**RECORDS**.
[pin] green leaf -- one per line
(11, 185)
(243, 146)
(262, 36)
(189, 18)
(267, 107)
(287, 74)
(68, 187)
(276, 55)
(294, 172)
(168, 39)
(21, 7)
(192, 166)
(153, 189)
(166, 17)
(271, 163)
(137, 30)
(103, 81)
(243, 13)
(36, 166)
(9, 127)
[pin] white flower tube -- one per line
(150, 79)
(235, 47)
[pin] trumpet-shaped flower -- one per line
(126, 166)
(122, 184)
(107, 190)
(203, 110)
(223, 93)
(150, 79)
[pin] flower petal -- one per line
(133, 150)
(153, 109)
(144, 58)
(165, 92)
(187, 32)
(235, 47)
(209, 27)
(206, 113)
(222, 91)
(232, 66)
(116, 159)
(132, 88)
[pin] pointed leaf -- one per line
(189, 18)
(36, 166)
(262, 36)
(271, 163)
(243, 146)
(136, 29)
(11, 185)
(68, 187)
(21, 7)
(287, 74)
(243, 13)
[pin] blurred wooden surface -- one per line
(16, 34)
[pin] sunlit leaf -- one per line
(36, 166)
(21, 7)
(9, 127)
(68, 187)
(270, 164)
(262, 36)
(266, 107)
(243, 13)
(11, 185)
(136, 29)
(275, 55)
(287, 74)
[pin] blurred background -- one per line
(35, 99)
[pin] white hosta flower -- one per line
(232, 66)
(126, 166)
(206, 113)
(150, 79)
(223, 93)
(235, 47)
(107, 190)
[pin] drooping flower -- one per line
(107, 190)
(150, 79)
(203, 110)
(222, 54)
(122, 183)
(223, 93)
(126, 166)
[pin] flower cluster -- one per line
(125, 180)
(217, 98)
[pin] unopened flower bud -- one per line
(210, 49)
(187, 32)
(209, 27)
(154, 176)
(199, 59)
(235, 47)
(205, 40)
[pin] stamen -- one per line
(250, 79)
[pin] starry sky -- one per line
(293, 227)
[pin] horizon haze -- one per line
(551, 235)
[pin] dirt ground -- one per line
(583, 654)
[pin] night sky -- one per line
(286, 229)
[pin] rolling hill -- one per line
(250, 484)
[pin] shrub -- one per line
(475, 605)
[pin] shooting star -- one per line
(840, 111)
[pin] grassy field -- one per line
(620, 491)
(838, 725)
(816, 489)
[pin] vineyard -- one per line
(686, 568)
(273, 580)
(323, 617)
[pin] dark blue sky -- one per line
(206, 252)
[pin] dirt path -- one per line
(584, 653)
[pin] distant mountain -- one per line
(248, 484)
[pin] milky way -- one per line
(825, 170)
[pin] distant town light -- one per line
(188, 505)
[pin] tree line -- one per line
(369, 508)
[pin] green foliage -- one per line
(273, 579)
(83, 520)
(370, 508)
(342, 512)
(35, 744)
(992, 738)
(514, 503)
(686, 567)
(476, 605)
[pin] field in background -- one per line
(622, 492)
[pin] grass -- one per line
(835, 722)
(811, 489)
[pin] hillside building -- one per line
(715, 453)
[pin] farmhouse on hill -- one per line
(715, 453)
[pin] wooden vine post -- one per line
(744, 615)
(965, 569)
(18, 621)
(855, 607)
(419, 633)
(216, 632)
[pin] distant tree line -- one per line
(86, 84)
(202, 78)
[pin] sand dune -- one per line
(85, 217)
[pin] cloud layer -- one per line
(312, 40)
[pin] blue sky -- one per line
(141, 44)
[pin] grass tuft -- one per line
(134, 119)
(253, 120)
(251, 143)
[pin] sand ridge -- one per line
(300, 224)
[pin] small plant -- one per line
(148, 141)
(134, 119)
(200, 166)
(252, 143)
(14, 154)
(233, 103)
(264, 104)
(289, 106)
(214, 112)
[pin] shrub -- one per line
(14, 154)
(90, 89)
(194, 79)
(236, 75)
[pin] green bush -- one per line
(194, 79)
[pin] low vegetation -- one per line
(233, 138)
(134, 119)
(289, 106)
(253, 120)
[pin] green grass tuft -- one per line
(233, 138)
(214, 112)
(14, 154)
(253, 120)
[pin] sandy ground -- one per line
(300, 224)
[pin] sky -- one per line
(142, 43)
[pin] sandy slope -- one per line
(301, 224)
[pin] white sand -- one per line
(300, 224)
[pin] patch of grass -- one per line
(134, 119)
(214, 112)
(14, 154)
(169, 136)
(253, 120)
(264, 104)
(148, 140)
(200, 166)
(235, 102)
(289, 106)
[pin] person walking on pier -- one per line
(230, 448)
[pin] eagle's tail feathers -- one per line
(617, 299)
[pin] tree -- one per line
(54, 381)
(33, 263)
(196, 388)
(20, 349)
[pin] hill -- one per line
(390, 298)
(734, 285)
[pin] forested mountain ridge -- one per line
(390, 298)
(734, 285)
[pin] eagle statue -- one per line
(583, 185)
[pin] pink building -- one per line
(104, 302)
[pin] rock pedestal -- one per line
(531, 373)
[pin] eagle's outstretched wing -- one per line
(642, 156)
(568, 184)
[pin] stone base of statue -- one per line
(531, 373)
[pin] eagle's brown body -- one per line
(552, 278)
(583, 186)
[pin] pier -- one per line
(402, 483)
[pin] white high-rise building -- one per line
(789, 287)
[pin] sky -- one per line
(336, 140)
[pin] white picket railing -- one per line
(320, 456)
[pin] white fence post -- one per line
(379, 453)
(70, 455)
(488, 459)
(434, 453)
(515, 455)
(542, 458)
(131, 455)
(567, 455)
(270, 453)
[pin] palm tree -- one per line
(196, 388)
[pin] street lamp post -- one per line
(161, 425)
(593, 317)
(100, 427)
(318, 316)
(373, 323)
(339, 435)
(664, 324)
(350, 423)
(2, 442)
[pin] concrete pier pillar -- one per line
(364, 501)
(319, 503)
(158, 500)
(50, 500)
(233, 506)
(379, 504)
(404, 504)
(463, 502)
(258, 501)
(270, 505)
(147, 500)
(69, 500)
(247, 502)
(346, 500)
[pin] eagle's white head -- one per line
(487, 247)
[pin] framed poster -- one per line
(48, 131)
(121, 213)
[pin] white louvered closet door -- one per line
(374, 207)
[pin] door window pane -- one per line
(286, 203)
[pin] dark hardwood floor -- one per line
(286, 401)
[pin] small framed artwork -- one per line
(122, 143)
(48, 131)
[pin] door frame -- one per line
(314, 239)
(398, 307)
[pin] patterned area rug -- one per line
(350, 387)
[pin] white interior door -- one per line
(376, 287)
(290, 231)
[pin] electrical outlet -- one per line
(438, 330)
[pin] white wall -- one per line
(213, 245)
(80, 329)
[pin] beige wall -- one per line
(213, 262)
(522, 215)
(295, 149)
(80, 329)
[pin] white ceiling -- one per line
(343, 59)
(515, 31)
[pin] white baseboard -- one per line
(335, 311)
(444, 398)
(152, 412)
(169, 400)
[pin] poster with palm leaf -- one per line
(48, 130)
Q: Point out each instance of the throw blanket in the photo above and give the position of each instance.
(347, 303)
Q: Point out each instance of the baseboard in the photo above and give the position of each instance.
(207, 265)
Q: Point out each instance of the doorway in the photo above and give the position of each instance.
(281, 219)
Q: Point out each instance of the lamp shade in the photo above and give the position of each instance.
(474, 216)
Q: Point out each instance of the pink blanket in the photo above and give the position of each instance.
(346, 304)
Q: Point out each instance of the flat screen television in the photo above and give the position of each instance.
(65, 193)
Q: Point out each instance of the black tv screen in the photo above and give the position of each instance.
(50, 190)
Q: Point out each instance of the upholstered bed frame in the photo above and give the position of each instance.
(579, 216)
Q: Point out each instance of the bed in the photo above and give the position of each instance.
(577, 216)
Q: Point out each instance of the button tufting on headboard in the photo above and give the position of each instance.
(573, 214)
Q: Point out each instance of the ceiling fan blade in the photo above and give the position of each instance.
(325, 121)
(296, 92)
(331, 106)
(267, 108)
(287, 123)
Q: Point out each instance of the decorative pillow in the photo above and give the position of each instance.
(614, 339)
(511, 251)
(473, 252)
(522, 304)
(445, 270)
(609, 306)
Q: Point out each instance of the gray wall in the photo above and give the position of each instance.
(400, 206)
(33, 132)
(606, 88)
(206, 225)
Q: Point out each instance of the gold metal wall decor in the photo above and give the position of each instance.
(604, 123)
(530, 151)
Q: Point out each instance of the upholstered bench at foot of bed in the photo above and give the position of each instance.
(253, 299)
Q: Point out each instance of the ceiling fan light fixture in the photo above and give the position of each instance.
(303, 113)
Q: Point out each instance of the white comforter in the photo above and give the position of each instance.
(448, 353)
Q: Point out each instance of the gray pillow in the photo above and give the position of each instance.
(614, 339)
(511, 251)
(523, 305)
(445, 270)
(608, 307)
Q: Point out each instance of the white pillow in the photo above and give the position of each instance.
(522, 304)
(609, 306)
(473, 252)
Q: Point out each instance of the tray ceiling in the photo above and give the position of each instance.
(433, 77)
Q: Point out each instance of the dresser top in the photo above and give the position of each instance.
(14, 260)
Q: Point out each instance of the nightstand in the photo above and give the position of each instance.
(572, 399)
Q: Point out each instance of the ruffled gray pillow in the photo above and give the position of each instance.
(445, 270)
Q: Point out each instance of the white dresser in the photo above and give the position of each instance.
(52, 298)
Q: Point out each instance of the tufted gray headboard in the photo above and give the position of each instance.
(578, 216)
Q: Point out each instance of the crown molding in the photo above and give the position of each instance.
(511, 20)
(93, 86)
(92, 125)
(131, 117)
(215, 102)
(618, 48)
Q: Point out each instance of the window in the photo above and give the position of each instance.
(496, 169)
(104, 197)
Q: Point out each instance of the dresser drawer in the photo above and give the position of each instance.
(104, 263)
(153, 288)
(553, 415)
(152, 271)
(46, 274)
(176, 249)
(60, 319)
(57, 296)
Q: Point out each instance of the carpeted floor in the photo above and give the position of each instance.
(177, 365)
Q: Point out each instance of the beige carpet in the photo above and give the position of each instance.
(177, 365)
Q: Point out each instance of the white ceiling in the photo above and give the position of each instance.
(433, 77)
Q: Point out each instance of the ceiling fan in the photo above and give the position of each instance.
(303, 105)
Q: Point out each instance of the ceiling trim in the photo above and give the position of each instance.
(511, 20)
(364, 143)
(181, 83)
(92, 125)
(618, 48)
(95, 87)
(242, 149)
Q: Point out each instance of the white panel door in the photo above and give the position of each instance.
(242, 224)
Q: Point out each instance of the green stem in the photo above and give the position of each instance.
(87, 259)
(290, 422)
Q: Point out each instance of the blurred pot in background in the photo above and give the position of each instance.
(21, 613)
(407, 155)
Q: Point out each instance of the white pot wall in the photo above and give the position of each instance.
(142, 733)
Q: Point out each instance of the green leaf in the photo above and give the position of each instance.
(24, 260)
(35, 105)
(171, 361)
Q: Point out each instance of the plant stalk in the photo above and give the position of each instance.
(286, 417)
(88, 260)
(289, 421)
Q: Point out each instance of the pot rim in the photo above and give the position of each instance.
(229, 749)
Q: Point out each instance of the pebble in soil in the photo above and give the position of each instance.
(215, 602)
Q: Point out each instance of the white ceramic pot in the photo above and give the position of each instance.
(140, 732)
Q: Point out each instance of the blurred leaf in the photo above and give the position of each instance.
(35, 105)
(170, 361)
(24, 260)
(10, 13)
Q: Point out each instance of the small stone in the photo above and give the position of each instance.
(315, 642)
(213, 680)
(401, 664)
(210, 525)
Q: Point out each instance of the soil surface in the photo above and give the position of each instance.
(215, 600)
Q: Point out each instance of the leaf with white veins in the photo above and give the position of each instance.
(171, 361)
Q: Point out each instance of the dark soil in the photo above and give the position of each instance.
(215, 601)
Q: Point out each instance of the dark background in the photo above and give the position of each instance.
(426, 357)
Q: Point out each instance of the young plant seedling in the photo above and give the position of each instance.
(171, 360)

**EXERCISE DESCRIPTION**. Taking the line that contains "Q: Point out each instance of the pot" as the first and the last line of the material as the final one, transcribe that span exactly and include nothing else.

**EXERCISE OUTPUT**.
Q: Point out each instance of the pot rim in the photo above and give the position of each instance.
(229, 749)
Q: Point out each instance of the pebble in soil in the photo above and give the position of each instance.
(215, 602)
Q: Point out each instance of the white ceramic pot in the photo above and give the position of each instance.
(140, 732)
Q: Point out each instance of the blurred leaf in the photo above and give the position of each instance.
(35, 105)
(170, 361)
(24, 260)
(10, 13)
Q: Point out each instance of the small stone in the photo above and give the position of each instance.
(315, 642)
(213, 680)
(401, 664)
(210, 525)
Q: Point out each instance of the soil surface in the photo above and give the position of each instance.
(215, 600)
Q: Point out each instance of the leaf with white veins in the photo above and give the position of each instance.
(171, 361)
Q: Point out each instance of the dark soil in the photo above and give the position of each instance.
(215, 601)
Q: Point out each instance of the dark background in the photo above and give the position of each instance.
(426, 357)
Q: Point out each instance of the young plant seedling in the photo above and give the position of each instance.
(171, 360)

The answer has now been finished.